YOUR OBJECTIVE: From the data below, pull out every line that contains the string "stone". Treat uppercase and lowercase as different.

SUPPLIED DATA:
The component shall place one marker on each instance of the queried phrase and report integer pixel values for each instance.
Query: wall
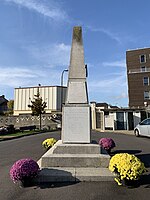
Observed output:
(26, 120)
(49, 94)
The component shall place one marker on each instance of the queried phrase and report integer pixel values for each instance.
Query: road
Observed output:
(30, 146)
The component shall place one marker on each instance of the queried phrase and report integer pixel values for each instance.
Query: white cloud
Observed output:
(17, 76)
(51, 56)
(121, 63)
(121, 96)
(110, 34)
(109, 84)
(51, 11)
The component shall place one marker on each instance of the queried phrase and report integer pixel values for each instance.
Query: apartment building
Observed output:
(138, 74)
(54, 96)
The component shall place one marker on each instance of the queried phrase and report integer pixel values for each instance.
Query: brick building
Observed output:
(138, 74)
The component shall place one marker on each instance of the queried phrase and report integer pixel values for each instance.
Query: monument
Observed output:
(74, 157)
(76, 111)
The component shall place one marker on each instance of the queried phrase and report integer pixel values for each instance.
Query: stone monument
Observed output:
(76, 111)
(74, 158)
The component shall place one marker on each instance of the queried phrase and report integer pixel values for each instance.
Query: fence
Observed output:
(27, 120)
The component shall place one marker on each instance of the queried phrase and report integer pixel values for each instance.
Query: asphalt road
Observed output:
(30, 146)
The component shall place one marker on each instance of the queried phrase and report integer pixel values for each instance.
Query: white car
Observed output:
(143, 128)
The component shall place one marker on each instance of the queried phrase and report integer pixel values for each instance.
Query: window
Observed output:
(142, 58)
(146, 81)
(143, 69)
(146, 95)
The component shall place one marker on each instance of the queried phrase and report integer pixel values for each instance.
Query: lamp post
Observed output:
(62, 77)
(146, 105)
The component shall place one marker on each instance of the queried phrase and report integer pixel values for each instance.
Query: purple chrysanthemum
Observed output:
(23, 168)
(107, 143)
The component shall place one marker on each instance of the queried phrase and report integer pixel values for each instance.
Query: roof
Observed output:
(41, 86)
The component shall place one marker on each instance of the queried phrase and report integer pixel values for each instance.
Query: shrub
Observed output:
(48, 143)
(24, 168)
(126, 167)
(107, 143)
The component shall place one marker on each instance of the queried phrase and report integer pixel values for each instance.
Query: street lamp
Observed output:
(146, 105)
(62, 77)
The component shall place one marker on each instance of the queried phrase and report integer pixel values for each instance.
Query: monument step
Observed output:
(75, 160)
(60, 147)
(74, 175)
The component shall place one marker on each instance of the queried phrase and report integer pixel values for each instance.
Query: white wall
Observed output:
(49, 94)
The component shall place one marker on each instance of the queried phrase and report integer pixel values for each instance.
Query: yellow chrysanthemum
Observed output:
(48, 143)
(126, 166)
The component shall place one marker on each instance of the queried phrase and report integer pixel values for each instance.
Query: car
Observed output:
(143, 128)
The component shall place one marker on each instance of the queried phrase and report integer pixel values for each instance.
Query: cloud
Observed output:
(110, 34)
(51, 56)
(121, 63)
(24, 76)
(52, 11)
(109, 84)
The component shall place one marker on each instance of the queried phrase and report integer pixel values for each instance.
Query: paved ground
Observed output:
(12, 150)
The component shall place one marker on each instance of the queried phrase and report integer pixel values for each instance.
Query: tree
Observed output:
(38, 106)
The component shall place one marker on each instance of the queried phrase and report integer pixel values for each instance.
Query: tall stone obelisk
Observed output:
(76, 111)
(74, 158)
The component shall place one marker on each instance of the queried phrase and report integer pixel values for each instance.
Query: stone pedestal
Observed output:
(76, 124)
(73, 163)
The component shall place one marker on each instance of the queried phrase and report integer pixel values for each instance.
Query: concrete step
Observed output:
(58, 174)
(75, 160)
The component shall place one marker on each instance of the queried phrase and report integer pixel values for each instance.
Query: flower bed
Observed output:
(107, 144)
(126, 167)
(23, 169)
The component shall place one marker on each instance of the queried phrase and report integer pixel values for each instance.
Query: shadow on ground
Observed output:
(126, 151)
(52, 178)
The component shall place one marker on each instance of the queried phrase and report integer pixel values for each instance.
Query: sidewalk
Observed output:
(117, 131)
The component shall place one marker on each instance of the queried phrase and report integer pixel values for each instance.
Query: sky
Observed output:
(36, 36)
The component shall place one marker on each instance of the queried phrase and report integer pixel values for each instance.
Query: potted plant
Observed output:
(107, 144)
(48, 143)
(23, 171)
(128, 168)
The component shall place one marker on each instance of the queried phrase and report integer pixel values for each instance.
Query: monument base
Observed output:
(76, 123)
(74, 162)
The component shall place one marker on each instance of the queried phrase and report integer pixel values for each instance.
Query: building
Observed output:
(138, 74)
(107, 117)
(3, 104)
(54, 96)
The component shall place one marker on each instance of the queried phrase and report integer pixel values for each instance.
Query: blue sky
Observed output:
(35, 41)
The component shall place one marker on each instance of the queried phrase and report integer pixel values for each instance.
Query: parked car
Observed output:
(143, 128)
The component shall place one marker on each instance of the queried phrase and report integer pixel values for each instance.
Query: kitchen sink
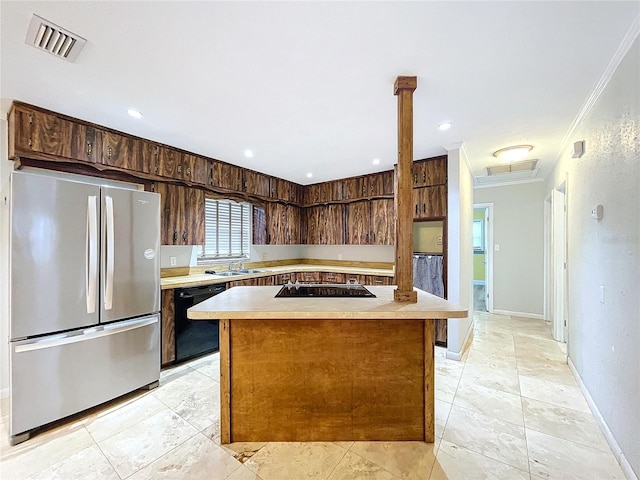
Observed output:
(228, 273)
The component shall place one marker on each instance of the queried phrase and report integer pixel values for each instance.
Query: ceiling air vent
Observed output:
(49, 37)
(526, 166)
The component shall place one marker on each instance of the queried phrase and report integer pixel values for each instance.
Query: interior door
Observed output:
(54, 255)
(130, 277)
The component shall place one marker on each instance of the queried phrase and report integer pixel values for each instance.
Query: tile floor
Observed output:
(510, 410)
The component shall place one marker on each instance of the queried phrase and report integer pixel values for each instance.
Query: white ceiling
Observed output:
(308, 86)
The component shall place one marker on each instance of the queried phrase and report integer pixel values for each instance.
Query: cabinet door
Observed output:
(430, 202)
(311, 194)
(147, 154)
(331, 277)
(355, 187)
(381, 184)
(227, 176)
(192, 169)
(294, 225)
(314, 224)
(194, 217)
(419, 172)
(259, 230)
(308, 277)
(168, 217)
(332, 228)
(296, 193)
(256, 183)
(379, 280)
(283, 189)
(117, 151)
(358, 223)
(383, 222)
(436, 171)
(336, 189)
(167, 329)
(283, 224)
(169, 160)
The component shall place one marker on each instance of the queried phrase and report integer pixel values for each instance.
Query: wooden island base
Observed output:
(326, 380)
(325, 369)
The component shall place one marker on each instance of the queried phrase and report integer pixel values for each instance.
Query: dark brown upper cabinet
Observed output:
(355, 187)
(256, 183)
(118, 151)
(227, 176)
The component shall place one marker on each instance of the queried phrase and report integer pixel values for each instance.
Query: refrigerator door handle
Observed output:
(109, 261)
(91, 277)
(83, 335)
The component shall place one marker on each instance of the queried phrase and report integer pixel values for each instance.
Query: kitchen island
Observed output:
(325, 369)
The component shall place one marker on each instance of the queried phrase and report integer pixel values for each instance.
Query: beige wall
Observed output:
(459, 248)
(518, 229)
(5, 169)
(604, 338)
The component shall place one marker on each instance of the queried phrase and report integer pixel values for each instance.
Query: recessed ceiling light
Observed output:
(514, 153)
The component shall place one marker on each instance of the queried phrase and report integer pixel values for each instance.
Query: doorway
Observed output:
(556, 261)
(483, 257)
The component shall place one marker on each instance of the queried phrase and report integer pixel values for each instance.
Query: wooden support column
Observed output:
(403, 89)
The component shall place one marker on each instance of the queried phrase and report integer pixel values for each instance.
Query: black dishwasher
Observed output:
(195, 337)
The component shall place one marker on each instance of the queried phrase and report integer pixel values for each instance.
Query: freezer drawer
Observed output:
(58, 375)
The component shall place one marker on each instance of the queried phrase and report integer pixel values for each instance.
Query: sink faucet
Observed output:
(237, 264)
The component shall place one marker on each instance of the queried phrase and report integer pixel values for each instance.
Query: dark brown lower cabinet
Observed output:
(167, 329)
(430, 202)
(441, 332)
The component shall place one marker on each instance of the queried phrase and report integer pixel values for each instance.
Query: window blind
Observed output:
(227, 229)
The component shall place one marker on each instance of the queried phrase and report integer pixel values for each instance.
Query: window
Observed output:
(478, 236)
(227, 229)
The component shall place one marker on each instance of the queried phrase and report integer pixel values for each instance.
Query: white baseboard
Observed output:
(537, 316)
(615, 448)
(465, 345)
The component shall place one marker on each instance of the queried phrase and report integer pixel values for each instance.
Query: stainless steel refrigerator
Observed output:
(84, 296)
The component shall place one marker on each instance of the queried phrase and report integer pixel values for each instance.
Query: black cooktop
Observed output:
(322, 290)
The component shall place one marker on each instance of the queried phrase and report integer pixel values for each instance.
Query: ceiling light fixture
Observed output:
(514, 153)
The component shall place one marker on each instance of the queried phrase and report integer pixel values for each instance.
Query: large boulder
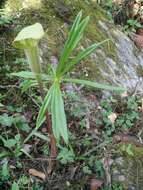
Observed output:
(118, 62)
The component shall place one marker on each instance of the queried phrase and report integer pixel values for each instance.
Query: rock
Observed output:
(119, 62)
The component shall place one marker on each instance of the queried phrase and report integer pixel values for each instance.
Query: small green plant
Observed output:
(28, 40)
(4, 20)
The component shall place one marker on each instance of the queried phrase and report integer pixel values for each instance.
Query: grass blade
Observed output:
(96, 85)
(46, 103)
(31, 75)
(74, 38)
(59, 123)
(83, 55)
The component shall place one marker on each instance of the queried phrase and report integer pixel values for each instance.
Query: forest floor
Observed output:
(103, 128)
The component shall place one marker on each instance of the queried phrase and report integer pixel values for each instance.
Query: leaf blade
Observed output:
(96, 85)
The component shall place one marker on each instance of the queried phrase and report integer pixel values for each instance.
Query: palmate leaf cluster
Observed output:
(53, 101)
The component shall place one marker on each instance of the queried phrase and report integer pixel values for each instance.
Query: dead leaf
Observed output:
(112, 117)
(36, 173)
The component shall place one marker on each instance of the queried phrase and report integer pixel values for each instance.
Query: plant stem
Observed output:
(32, 55)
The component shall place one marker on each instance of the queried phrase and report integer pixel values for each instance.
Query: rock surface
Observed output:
(119, 62)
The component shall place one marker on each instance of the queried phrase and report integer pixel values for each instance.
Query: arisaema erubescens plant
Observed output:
(28, 40)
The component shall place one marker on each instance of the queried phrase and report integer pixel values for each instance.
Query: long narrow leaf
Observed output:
(71, 33)
(85, 53)
(96, 85)
(59, 123)
(46, 102)
(31, 75)
(75, 38)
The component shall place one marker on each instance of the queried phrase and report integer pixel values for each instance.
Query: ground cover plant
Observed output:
(28, 40)
(103, 129)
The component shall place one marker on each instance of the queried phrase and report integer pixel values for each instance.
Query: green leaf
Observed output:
(30, 35)
(59, 124)
(24, 74)
(75, 36)
(5, 170)
(46, 102)
(41, 136)
(6, 120)
(15, 186)
(83, 55)
(31, 75)
(10, 143)
(96, 85)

FINISHED ANSWER:
Query: stone monument
Query: tall stone obelisk
Query: stone pedestal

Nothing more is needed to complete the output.